Copy every row below line for line without changing anything, and leave the pictures out of your answer.
* * * * * * *
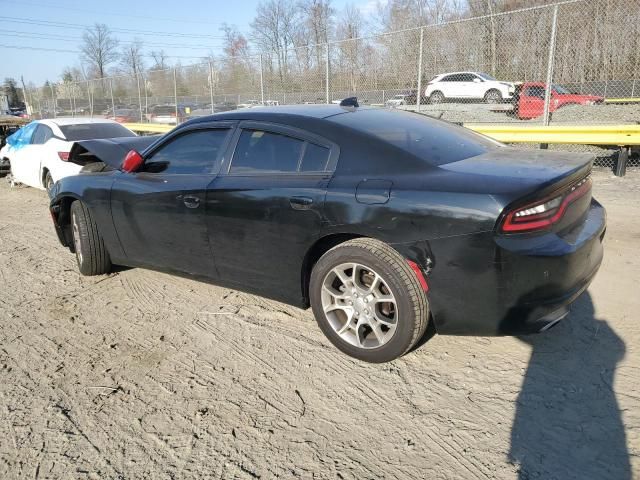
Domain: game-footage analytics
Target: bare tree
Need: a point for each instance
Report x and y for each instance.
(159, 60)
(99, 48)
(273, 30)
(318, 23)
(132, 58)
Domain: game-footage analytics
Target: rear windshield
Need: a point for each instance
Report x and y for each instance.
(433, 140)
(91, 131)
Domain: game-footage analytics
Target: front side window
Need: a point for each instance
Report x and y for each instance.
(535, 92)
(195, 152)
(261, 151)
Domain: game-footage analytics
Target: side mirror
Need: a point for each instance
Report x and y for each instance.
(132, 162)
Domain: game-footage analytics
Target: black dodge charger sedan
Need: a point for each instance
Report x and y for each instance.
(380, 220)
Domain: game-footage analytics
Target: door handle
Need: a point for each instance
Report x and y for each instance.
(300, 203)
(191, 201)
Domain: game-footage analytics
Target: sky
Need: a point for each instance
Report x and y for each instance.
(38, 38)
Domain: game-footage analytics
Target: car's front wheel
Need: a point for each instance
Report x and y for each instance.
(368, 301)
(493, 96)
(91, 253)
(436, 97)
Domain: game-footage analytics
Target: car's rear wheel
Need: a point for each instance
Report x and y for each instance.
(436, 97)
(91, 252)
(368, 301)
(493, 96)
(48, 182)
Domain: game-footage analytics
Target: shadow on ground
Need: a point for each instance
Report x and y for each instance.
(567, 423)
* * * * * * *
Solution to this task:
Domain: game-footage analytics
Target: bare tree
Need: a point for each instance
Report x and y for each instance.
(159, 60)
(99, 48)
(273, 30)
(318, 23)
(132, 58)
Domain: game-footage analytics
Target: rear windshield
Need: a point for each instance
Report x and y for each instance.
(433, 140)
(91, 131)
Domain: game-footage analytics
Target: front side window
Need: a point for each instance
Report x and y for each instance.
(535, 92)
(195, 152)
(261, 151)
Domain: game-footage analytics
Target: side mirror
Need: a point for each instance
Report x and y for each instance.
(132, 162)
Domain: game-footage analytics
Target: black dodge charger sedan
Need: a point for each instance
Report x and y for each instance.
(380, 220)
Domain: game-footage analytics
Target: door handle
Need: a point for each instance
Report x and y for each instance.
(300, 203)
(191, 201)
Domain: game-footage analytics
Target: sky
Need: a point for each instance
Report x and y for each instance.
(38, 38)
Domain: game-footage analytics
Target: car's front wheel
Need: a point for each instance
Report x and y for each instance.
(368, 301)
(493, 96)
(91, 253)
(436, 97)
Domain: game-footage analytics
Target: car's rear wheel
Need: a point for each instance
Report x and y for each instance.
(436, 97)
(91, 252)
(368, 301)
(493, 96)
(48, 182)
Domain: game-footage analytics
Target: shadow on ground
Need: a point for each instance
Report x and y for each instance.
(567, 423)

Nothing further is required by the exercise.